> [Records for this task]:
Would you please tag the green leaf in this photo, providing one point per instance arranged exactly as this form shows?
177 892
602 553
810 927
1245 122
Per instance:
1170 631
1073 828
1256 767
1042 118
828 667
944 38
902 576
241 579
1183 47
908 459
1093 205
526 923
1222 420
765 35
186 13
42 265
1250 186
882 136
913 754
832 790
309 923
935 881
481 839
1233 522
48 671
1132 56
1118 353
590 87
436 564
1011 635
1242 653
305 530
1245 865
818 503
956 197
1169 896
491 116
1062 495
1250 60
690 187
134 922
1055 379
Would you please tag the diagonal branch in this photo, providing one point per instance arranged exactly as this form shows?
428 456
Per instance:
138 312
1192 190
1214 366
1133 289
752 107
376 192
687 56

...

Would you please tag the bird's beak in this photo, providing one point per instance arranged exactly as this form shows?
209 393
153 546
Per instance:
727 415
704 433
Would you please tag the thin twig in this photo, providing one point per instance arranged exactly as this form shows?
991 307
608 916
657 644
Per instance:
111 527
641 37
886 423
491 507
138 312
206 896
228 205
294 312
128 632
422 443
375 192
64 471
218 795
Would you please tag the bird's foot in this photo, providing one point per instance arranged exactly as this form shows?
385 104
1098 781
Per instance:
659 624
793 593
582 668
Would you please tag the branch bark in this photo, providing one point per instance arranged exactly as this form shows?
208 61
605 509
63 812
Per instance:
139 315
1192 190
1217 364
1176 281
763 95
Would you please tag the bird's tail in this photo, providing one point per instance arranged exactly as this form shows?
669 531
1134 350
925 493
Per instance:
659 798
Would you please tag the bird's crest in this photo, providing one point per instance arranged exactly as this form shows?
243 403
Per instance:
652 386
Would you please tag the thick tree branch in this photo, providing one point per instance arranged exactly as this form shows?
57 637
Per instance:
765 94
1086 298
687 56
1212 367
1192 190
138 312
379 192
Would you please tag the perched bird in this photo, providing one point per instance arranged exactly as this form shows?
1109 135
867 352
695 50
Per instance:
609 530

> [What you will do]:
Count the lines in the material above that contain the word "bark". Reply with the number alone.

> [Written solution]:
1